(What is expected): Say how many lines in the records contain "marking". The reply must consist of the number alone.

(The data):
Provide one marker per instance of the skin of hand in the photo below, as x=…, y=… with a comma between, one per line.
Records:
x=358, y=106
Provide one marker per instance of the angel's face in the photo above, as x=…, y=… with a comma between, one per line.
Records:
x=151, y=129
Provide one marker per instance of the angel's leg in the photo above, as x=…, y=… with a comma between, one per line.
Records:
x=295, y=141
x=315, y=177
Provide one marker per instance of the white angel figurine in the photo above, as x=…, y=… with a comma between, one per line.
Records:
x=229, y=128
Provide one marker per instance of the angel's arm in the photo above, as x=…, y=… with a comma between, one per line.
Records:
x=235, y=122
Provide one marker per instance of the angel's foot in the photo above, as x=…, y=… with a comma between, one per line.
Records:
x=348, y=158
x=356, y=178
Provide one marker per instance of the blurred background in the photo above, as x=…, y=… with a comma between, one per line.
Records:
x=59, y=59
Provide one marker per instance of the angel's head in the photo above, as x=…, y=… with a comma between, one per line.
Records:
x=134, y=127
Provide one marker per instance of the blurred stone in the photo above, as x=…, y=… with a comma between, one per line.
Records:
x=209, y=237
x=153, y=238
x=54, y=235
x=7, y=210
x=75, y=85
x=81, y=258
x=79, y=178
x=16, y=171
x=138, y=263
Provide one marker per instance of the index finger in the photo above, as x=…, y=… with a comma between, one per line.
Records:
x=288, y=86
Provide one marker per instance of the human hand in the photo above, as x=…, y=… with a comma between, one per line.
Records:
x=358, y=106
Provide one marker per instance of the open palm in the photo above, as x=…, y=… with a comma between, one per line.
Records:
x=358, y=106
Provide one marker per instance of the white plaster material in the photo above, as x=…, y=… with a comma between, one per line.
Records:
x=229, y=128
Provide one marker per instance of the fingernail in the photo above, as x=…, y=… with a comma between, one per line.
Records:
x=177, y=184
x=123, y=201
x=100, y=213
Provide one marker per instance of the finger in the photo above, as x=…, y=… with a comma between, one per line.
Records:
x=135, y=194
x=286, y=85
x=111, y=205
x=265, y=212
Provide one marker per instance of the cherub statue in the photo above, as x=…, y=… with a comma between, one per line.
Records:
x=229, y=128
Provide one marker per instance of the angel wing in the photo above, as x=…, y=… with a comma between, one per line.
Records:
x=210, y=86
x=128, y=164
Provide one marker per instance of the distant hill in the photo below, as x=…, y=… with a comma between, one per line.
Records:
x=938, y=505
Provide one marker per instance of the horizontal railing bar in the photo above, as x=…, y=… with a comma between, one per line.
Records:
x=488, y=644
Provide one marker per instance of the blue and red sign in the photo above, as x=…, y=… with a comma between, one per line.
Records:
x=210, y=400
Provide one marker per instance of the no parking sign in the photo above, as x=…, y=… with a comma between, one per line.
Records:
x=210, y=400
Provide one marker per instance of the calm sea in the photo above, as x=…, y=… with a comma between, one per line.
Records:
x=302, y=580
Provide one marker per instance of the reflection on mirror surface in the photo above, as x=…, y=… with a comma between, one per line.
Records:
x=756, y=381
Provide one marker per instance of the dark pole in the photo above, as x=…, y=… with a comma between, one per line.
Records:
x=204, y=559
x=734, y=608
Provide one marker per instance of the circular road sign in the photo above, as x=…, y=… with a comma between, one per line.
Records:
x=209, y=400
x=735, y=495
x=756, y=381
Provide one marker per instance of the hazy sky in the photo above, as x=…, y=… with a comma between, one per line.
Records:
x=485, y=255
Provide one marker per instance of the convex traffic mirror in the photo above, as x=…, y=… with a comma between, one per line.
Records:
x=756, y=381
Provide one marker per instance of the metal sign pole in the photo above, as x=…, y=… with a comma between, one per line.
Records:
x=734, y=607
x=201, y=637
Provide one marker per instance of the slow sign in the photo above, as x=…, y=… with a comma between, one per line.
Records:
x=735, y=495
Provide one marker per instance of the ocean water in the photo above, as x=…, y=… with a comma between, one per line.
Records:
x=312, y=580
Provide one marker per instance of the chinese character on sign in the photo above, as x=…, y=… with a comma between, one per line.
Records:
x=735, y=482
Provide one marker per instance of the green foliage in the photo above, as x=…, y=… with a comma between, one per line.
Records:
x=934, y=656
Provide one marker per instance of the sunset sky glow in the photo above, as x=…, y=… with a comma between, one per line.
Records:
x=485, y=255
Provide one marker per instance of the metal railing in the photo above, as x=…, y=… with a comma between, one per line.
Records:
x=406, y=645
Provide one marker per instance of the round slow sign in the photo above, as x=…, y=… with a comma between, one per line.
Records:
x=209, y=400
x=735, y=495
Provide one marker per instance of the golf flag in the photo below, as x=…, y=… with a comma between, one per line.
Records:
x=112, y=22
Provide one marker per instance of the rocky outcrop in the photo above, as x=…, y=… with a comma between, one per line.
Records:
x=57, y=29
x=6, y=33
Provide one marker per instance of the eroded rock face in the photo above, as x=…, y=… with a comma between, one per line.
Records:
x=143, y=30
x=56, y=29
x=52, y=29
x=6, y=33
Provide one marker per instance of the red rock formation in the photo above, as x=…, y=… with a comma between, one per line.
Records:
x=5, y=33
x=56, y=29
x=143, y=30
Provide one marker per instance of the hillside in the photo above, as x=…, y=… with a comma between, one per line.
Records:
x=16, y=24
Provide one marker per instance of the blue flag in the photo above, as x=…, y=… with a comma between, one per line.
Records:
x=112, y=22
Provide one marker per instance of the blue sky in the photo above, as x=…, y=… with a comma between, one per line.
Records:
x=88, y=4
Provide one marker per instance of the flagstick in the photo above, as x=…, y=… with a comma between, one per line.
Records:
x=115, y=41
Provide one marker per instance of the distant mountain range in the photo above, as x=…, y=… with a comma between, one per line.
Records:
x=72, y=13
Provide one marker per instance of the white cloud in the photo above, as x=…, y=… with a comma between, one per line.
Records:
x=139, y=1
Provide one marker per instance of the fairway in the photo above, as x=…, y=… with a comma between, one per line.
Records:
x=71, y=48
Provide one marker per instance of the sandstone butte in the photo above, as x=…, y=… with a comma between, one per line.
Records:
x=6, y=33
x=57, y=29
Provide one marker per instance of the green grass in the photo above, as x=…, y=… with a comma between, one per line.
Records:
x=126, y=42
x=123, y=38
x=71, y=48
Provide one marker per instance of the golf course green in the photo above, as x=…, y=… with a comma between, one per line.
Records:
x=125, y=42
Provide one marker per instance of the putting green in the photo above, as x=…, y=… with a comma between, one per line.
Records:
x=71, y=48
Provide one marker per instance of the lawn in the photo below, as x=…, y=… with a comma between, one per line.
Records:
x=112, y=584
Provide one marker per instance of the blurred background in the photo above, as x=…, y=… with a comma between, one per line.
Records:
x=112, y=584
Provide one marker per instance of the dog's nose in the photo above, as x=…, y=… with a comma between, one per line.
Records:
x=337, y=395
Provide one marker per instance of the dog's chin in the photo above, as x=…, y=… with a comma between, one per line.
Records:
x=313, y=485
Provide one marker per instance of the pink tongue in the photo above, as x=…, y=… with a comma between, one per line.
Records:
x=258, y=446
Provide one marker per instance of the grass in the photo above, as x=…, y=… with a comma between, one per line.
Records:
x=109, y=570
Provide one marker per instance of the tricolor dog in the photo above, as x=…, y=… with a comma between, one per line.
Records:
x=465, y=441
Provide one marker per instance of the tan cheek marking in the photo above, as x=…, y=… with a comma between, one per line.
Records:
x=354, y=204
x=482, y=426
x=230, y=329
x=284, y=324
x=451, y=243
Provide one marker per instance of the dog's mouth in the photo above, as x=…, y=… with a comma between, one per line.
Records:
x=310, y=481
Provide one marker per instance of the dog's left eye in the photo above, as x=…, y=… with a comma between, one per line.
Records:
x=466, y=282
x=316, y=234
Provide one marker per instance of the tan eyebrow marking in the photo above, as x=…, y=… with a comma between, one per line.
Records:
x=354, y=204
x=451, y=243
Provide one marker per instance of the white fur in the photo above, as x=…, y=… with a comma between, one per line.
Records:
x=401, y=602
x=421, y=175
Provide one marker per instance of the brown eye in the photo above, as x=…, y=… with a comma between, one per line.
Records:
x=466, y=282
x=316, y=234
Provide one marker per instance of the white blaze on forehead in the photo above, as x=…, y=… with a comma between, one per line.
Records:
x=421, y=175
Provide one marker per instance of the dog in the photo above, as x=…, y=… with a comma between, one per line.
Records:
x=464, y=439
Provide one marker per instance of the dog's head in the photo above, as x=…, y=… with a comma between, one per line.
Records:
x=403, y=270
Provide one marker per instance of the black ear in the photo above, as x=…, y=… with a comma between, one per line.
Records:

(Answer to the exercise): 2